◆ DESCRIPTION OF THE TASK: Quote the lines of the records verbatim, starting at the line containing "Can you spot the window with" and ending at the line containing "x=452, y=123", with both of those lines included.
BEGIN ROWS
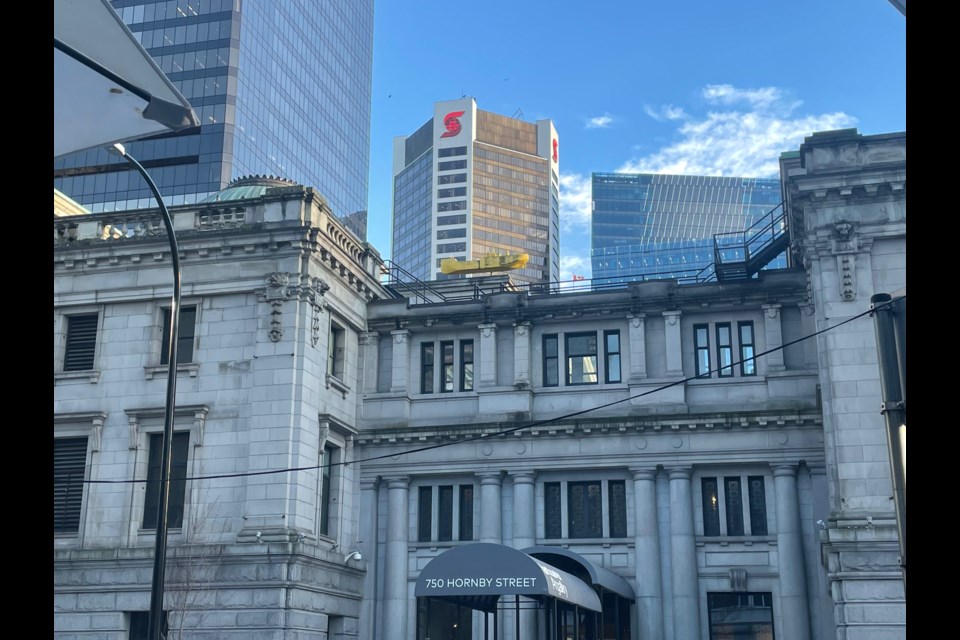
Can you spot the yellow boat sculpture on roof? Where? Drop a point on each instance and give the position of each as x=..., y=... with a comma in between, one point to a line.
x=487, y=262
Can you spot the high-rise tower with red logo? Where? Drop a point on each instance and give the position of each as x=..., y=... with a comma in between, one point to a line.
x=470, y=182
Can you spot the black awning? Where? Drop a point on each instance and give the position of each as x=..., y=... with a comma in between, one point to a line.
x=577, y=564
x=480, y=573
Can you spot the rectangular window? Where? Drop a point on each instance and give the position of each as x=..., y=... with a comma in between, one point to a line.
x=443, y=221
x=425, y=514
x=758, y=506
x=734, y=506
x=335, y=351
x=581, y=353
x=140, y=625
x=452, y=178
x=618, y=508
x=426, y=367
x=552, y=517
x=81, y=342
x=186, y=330
x=445, y=513
x=584, y=510
x=452, y=151
x=446, y=372
x=466, y=365
x=711, y=506
x=69, y=467
x=326, y=489
x=451, y=165
x=611, y=347
x=701, y=345
x=178, y=483
x=551, y=373
x=741, y=615
x=456, y=205
x=466, y=512
x=748, y=366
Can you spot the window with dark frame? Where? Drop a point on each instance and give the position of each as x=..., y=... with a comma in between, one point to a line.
x=81, y=344
x=734, y=505
x=551, y=361
x=186, y=331
x=701, y=345
x=178, y=482
x=742, y=615
x=330, y=452
x=758, y=505
x=581, y=354
x=711, y=506
x=426, y=367
x=425, y=514
x=748, y=365
x=69, y=468
x=611, y=346
x=466, y=365
x=724, y=350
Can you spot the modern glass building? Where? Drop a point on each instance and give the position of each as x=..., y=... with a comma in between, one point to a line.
x=649, y=226
x=281, y=88
x=470, y=182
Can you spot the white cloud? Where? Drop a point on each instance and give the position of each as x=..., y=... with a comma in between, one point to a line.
x=743, y=142
x=575, y=202
x=664, y=112
x=600, y=122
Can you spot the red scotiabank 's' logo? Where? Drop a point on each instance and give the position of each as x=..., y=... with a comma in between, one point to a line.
x=452, y=123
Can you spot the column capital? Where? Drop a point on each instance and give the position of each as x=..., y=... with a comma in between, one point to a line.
x=679, y=473
x=785, y=469
x=523, y=477
x=397, y=482
x=490, y=477
x=644, y=473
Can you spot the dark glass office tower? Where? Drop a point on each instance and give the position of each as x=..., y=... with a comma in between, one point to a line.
x=281, y=88
x=662, y=226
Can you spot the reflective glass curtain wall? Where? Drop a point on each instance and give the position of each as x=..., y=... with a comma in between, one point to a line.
x=280, y=89
x=663, y=225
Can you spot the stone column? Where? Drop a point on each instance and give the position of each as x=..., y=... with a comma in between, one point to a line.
x=647, y=544
x=488, y=355
x=773, y=330
x=521, y=355
x=370, y=343
x=671, y=330
x=637, y=338
x=395, y=574
x=524, y=535
x=401, y=361
x=686, y=592
x=793, y=580
x=490, y=529
x=368, y=547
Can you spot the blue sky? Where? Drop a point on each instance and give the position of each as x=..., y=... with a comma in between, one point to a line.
x=684, y=86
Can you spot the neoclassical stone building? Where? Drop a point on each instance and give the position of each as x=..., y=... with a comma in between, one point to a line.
x=643, y=462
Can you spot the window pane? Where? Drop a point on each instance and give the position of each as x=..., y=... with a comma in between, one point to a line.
x=424, y=514
x=758, y=506
x=734, y=504
x=551, y=510
x=711, y=507
x=69, y=465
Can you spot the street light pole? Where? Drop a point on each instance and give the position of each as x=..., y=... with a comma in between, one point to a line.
x=160, y=546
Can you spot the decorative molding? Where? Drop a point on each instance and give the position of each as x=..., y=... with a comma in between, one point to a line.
x=197, y=411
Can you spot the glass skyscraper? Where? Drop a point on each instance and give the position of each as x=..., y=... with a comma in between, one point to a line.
x=661, y=226
x=281, y=88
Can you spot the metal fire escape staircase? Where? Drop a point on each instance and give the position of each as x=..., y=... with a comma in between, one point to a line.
x=739, y=255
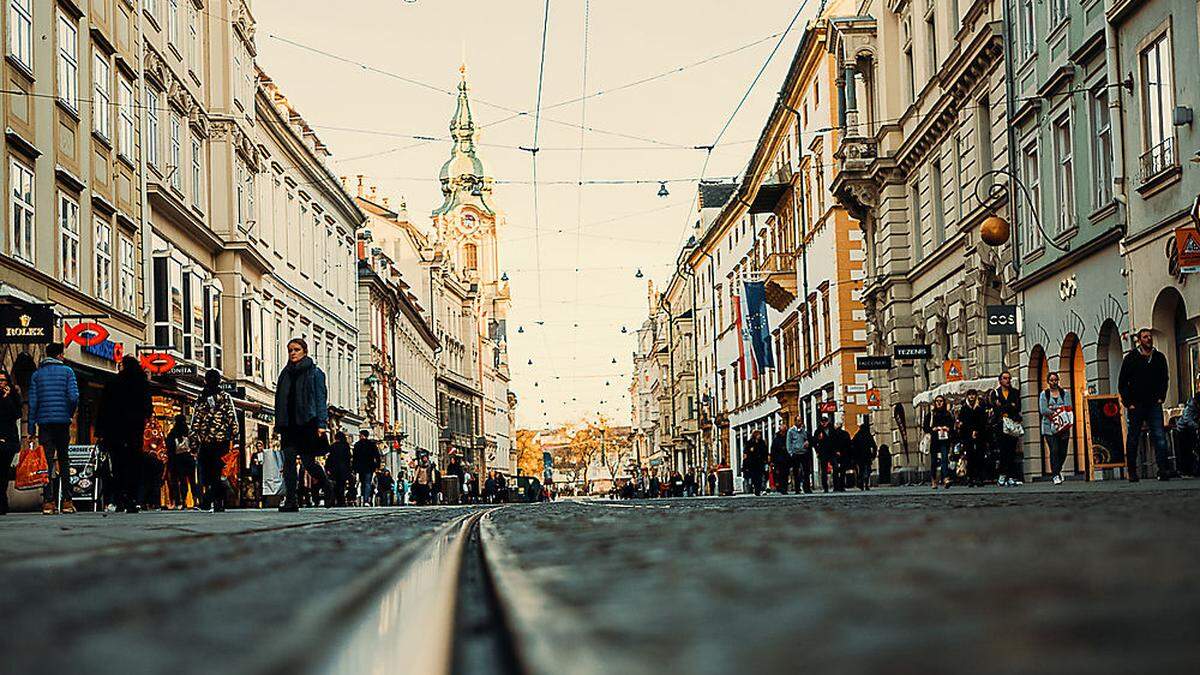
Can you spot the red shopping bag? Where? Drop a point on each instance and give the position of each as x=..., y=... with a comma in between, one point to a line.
x=33, y=472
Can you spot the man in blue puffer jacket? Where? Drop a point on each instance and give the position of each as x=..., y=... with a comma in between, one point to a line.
x=53, y=396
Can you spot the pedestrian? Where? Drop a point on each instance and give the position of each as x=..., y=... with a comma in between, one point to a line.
x=841, y=453
x=301, y=416
x=1054, y=407
x=180, y=465
x=121, y=426
x=366, y=461
x=339, y=465
x=10, y=434
x=885, y=463
x=823, y=449
x=1005, y=405
x=1188, y=428
x=423, y=479
x=801, y=455
x=864, y=453
x=940, y=426
x=779, y=460
x=214, y=428
x=754, y=464
x=972, y=431
x=1143, y=387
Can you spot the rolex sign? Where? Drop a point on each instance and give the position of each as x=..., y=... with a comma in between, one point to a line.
x=27, y=324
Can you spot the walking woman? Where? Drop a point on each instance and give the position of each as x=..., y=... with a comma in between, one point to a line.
x=214, y=426
x=940, y=424
x=180, y=464
x=1054, y=406
x=121, y=425
x=301, y=417
x=10, y=434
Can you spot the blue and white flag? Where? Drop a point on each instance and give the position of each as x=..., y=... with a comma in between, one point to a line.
x=756, y=333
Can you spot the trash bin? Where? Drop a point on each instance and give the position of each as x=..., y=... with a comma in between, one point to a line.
x=725, y=482
x=451, y=490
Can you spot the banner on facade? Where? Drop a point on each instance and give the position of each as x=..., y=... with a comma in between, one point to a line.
x=27, y=324
x=755, y=328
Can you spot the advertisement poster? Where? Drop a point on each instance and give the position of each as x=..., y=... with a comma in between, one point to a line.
x=84, y=460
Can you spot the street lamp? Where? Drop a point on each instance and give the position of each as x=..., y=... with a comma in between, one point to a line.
x=995, y=230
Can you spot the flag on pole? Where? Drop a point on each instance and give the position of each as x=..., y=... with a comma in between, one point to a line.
x=755, y=329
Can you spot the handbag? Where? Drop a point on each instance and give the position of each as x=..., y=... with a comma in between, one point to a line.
x=1062, y=418
x=33, y=472
x=1012, y=428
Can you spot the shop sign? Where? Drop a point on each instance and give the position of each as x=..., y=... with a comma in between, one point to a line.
x=107, y=350
x=912, y=352
x=1001, y=320
x=873, y=363
x=27, y=324
x=85, y=334
x=157, y=363
x=1187, y=249
x=953, y=370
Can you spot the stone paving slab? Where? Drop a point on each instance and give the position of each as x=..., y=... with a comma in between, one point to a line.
x=181, y=592
x=1074, y=579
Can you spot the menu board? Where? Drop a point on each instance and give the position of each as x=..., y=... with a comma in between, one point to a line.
x=1105, y=431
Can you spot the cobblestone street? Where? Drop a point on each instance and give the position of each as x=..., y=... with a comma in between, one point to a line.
x=1081, y=578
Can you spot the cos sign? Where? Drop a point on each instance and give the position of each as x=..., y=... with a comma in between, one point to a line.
x=1002, y=320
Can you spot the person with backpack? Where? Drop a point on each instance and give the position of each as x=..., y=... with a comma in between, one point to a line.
x=1054, y=407
x=214, y=428
x=180, y=464
x=53, y=399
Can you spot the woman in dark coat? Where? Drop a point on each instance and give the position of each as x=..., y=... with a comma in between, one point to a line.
x=121, y=424
x=301, y=417
x=10, y=434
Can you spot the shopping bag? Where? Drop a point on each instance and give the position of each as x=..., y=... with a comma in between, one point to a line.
x=33, y=472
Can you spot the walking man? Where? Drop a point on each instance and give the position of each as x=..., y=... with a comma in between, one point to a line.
x=1143, y=388
x=53, y=398
x=301, y=417
x=366, y=461
x=801, y=454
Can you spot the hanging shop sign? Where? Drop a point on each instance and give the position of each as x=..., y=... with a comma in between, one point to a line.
x=85, y=334
x=873, y=363
x=912, y=352
x=1187, y=249
x=27, y=324
x=1001, y=320
x=953, y=370
x=157, y=363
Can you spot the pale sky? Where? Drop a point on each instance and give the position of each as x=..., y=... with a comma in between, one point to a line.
x=367, y=118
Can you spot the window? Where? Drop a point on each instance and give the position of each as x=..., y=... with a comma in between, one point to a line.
x=197, y=171
x=21, y=31
x=1157, y=106
x=21, y=181
x=69, y=61
x=151, y=139
x=1031, y=172
x=129, y=274
x=1102, y=145
x=125, y=133
x=173, y=22
x=69, y=239
x=937, y=205
x=103, y=272
x=918, y=236
x=1029, y=29
x=1063, y=178
x=102, y=95
x=177, y=154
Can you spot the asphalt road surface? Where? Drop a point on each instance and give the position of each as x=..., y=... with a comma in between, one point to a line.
x=1072, y=579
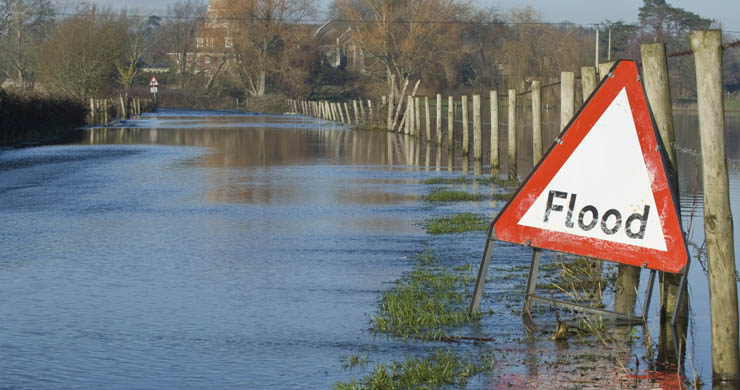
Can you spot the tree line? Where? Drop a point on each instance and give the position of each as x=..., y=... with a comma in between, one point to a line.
x=271, y=46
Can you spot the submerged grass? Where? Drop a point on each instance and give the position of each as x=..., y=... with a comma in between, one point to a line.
x=475, y=180
x=443, y=368
x=425, y=303
x=443, y=195
x=458, y=223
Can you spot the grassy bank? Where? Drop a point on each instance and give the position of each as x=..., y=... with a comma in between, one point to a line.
x=458, y=223
x=186, y=98
x=429, y=304
x=29, y=118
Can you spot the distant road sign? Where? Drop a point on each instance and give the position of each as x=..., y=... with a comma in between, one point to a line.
x=602, y=190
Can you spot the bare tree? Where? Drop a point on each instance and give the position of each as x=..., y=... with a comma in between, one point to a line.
x=406, y=38
x=177, y=34
x=23, y=23
x=136, y=42
x=264, y=31
x=77, y=59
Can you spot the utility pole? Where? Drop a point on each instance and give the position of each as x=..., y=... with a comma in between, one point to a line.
x=596, y=26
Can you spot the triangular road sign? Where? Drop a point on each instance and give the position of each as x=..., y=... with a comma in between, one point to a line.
x=602, y=189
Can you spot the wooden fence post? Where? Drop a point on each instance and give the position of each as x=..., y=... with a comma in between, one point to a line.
x=567, y=97
x=438, y=119
x=494, y=131
x=536, y=121
x=400, y=104
x=604, y=69
x=105, y=111
x=451, y=122
x=410, y=115
x=588, y=81
x=417, y=117
x=92, y=111
x=346, y=109
x=512, y=134
x=427, y=120
x=466, y=128
x=477, y=135
x=720, y=251
x=657, y=87
x=124, y=109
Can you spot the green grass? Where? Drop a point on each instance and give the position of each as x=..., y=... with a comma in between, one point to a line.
x=458, y=223
x=443, y=368
x=443, y=195
x=476, y=180
x=425, y=303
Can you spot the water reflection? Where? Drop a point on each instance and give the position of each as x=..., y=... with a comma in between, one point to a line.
x=259, y=147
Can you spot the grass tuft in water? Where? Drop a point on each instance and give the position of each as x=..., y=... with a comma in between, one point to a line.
x=458, y=223
x=443, y=368
x=425, y=303
x=468, y=180
x=443, y=195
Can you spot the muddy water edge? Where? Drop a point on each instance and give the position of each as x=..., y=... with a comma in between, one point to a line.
x=191, y=249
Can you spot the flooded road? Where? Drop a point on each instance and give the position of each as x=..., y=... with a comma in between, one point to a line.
x=225, y=250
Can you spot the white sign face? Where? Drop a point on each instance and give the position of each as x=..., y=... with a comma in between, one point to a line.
x=600, y=193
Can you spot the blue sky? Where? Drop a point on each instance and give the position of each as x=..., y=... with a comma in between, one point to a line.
x=577, y=11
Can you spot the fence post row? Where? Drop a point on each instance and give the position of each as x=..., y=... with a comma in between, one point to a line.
x=720, y=251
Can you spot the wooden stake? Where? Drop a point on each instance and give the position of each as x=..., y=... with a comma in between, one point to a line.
x=439, y=119
x=494, y=130
x=417, y=117
x=477, y=135
x=567, y=97
x=427, y=120
x=588, y=81
x=536, y=121
x=450, y=122
x=466, y=128
x=657, y=87
x=512, y=134
x=707, y=47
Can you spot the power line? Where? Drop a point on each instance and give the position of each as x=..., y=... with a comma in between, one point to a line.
x=355, y=21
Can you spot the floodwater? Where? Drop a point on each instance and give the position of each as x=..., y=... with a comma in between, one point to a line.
x=192, y=249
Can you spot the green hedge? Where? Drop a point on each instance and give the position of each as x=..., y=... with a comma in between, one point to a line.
x=33, y=117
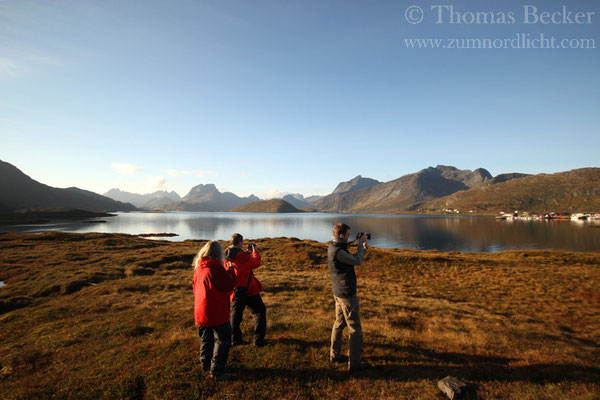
END ROWS
◆ RESULT OF THIS TASK:
Can you spot the window with dark frame? Where? Drop a point on each instance and give the position of each as x=..., y=... with a comma in between, one point to a line.
x=81, y=344
x=734, y=505
x=551, y=361
x=186, y=331
x=701, y=345
x=178, y=482
x=742, y=615
x=330, y=452
x=758, y=505
x=581, y=354
x=711, y=506
x=426, y=367
x=425, y=514
x=748, y=365
x=69, y=468
x=611, y=346
x=466, y=365
x=724, y=350
Can you spot the modern glass building? Where? Drop a point on each instance and give the position of each as x=..., y=... with a comma in between, one point to a line.
x=649, y=226
x=281, y=88
x=470, y=182
Can you spot the white cloud? Where? Drop a point on each instance and give the position of each as x=..., y=... with a comma in between, one point to a line.
x=743, y=142
x=575, y=202
x=664, y=112
x=600, y=122
Can you spot the red scotiabank 's' logo? Where? Drop a point on each instance and give the position of each as x=..., y=... with a comma in between, one point to a line.
x=452, y=123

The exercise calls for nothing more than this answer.